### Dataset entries
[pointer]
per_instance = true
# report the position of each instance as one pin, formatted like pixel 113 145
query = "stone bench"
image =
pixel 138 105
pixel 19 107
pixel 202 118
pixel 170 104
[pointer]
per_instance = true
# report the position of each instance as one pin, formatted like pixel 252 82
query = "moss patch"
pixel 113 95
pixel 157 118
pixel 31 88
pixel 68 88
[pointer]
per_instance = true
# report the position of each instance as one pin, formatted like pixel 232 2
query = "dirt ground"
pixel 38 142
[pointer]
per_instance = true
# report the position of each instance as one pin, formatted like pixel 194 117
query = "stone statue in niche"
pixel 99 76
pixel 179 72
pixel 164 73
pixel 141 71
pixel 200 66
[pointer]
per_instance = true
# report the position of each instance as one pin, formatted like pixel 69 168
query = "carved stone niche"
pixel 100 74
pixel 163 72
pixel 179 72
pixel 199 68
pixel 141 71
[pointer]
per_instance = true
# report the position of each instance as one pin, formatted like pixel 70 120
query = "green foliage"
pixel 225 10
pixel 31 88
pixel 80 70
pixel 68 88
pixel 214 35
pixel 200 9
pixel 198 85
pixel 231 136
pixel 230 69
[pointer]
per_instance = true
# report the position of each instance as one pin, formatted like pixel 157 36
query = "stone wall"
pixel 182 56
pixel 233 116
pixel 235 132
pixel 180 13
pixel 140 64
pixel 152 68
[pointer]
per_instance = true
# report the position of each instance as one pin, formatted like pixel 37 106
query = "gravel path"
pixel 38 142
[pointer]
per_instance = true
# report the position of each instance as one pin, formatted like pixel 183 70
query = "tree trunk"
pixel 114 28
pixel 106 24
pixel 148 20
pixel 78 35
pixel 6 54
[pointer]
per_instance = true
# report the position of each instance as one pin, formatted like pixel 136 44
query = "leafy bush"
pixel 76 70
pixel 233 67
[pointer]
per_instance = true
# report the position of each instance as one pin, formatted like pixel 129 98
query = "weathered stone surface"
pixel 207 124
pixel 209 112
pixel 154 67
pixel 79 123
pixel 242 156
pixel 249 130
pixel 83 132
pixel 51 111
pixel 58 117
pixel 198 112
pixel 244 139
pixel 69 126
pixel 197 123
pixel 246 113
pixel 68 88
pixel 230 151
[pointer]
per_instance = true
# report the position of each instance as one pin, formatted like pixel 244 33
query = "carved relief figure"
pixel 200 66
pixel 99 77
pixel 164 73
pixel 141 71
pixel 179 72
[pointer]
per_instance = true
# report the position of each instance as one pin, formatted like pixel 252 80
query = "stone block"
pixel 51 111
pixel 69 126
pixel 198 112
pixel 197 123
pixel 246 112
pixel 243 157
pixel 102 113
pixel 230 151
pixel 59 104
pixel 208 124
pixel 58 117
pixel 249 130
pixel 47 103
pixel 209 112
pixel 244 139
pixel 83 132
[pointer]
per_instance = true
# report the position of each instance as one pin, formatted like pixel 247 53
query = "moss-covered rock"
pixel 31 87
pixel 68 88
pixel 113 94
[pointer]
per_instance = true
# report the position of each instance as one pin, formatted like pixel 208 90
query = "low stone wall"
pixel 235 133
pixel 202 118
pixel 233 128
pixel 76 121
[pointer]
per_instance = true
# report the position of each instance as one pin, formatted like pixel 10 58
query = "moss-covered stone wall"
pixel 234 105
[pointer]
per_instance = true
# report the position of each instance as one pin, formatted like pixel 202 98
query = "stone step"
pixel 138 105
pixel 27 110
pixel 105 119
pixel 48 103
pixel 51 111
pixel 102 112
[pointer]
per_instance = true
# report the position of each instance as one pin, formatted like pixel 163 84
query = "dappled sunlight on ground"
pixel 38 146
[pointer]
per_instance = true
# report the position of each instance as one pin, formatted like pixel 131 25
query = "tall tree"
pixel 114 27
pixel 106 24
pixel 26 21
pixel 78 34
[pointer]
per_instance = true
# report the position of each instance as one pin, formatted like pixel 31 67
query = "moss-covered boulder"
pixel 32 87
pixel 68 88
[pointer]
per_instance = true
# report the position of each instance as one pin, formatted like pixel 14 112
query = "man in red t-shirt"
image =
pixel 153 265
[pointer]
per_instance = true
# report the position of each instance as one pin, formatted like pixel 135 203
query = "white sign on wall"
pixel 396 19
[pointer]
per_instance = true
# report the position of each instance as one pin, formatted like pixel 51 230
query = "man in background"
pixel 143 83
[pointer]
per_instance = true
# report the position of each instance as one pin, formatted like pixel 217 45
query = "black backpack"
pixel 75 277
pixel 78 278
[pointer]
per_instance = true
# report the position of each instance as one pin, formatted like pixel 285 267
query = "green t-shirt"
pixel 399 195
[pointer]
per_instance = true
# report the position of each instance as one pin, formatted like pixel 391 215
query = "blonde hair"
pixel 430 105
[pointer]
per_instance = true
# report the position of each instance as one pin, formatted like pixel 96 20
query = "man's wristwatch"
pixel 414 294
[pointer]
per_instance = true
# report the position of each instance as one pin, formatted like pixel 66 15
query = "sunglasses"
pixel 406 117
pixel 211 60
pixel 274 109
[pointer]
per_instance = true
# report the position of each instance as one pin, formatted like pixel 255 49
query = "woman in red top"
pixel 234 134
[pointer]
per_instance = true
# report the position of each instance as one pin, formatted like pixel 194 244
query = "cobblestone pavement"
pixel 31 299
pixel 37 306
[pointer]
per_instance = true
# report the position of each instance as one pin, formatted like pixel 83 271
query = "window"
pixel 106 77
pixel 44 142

### ASSIGNED TASK
Exactly as they are written, print the entries again.

### EXERCISE ANSWER
[pointer]
per_instance = true
# report the position of each instance as one pin, formatted like pixel 113 145
query = "stone bench"
image =
pixel 138 105
pixel 19 107
pixel 202 118
pixel 170 104
[pointer]
per_instance = true
# report the position of each instance as one pin, formatted like pixel 252 82
query = "moss patch"
pixel 113 95
pixel 157 118
pixel 31 88
pixel 68 88
[pointer]
per_instance = true
# report the position of each instance as one pin, formatted like pixel 232 2
query = "dirt ground"
pixel 38 142
[pointer]
per_instance = true
# report the position of each instance as one pin, formatted like pixel 194 117
query = "stone statue in niche"
pixel 99 76
pixel 179 72
pixel 164 73
pixel 141 71
pixel 200 66
[pointer]
per_instance = true
# report the position of each instance as one pin, formatted like pixel 69 168
query = "carved stone niche"
pixel 100 74
pixel 163 72
pixel 179 72
pixel 199 68
pixel 141 71
[pointer]
per_instance = true
# report the position of each instance as one pin, formatted like pixel 70 120
query = "green foliage"
pixel 225 10
pixel 31 88
pixel 80 70
pixel 68 88
pixel 214 35
pixel 200 9
pixel 198 85
pixel 231 136
pixel 230 69
[pointer]
per_instance = true
# report the position of each instance as one pin, formatted like pixel 157 36
query = "stone wall"
pixel 182 56
pixel 233 116
pixel 235 132
pixel 180 13
pixel 140 64
pixel 152 68
[pointer]
per_instance = true
# report the position of each instance as one pin, formatted like pixel 37 106
query = "gravel path"
pixel 38 142
[pointer]
per_instance = true
# report the position of each instance as one pin, formatted like pixel 183 70
query = "tree trunk"
pixel 114 28
pixel 106 24
pixel 148 20
pixel 78 35
pixel 6 54
[pointer]
per_instance = true
# report the position of each instance as one pin, formatted like pixel 136 44
query = "leafy bush"
pixel 76 70
pixel 233 67
[pointer]
per_instance = true
# report the position of each instance as one pin, formatted like pixel 129 98
query = "weathered stone surface"
pixel 207 124
pixel 209 112
pixel 154 67
pixel 79 123
pixel 242 156
pixel 249 130
pixel 83 132
pixel 51 111
pixel 58 117
pixel 198 112
pixel 244 139
pixel 69 126
pixel 197 123
pixel 246 113
pixel 68 88
pixel 230 151
[pointer]
per_instance = true
# report the position of each instance as one pin, formatted like pixel 244 33
query = "carved relief figure"
pixel 200 66
pixel 99 77
pixel 164 73
pixel 141 71
pixel 179 72
[pointer]
per_instance = true
# report the position of each instance as one pin, formatted like pixel 252 80
query = "stone block"
pixel 51 111
pixel 69 126
pixel 198 112
pixel 197 123
pixel 246 112
pixel 243 157
pixel 102 113
pixel 230 151
pixel 59 104
pixel 208 124
pixel 58 117
pixel 249 130
pixel 47 103
pixel 209 112
pixel 244 139
pixel 83 132
[pointer]
per_instance = true
# report the position of each instance as one pin, formatted like pixel 247 53
query = "moss-covered rock"
pixel 31 87
pixel 68 88
pixel 113 94
[pointer]
per_instance = true
# report the position of each instance as one pin, formatted like pixel 208 90
query = "low stone wall"
pixel 235 133
pixel 202 118
pixel 233 128
pixel 76 121
[pointer]
per_instance = true
# report the position of each instance as one pin, formatted like pixel 10 58
query = "moss-covered stone wall"
pixel 234 105
[pointer]
per_instance = true
# report the position of each instance as one pin, formatted like pixel 202 98
query = "stone step"
pixel 138 105
pixel 27 110
pixel 105 119
pixel 48 103
pixel 51 111
pixel 102 112
[pointer]
per_instance = true
# report the position of each instance as one pin, formatted like pixel 163 84
query = "dappled sunlight on ground"
pixel 38 146
[pointer]
per_instance = true
# report the position of each instance as one pin, formatted like pixel 131 25
query = "tall tree"
pixel 114 27
pixel 106 24
pixel 26 21
pixel 78 34
[pointer]
per_instance = true
# report the position of each instance as one pin, formatted like pixel 31 67
query = "moss-covered boulder"
pixel 32 87
pixel 68 88
[pointer]
per_instance = true
# report the position of each instance as one pin, formatted like pixel 14 112
query = "man in red t-shirt"
image =
pixel 153 265
[pointer]
per_instance = true
# report the position of each instance as one pin, formatted like pixel 135 203
query = "white sign on wall"
pixel 396 19
[pointer]
per_instance = true
# report the position of each instance as one pin, formatted like pixel 51 230
query = "man in background"
pixel 143 83
[pointer]
per_instance = true
# report the position of each instance as one pin, formatted like pixel 217 45
query = "black backpack"
pixel 75 277
pixel 78 278
[pointer]
per_instance = true
# report the position of each instance as one pin, formatted like pixel 285 267
query = "green t-shirt"
pixel 399 195
[pointer]
per_instance = true
# report the position of each instance as one pin, formatted like pixel 391 215
query = "blonde hair"
pixel 430 105
[pointer]
per_instance = true
# report the position of each instance as one pin, formatted like pixel 96 20
query = "man's wristwatch"
pixel 414 294
[pointer]
per_instance = true
# report the position of each instance as one pin, formatted like pixel 66 15
query = "sunglasses"
pixel 406 117
pixel 211 60
pixel 274 109
[pointer]
per_instance = true
# report the position of each instance as one pin, formatted like pixel 255 49
query = "woman in red top"
pixel 234 134
[pointer]
per_instance = true
# report the position of each instance as one pin, formatted like pixel 194 244
query = "cobblestone pavement"
pixel 31 299
pixel 37 306
[pointer]
per_instance = true
# report the position of each instance as one pin, formatted like pixel 83 271
query = "window"
pixel 106 77
pixel 44 142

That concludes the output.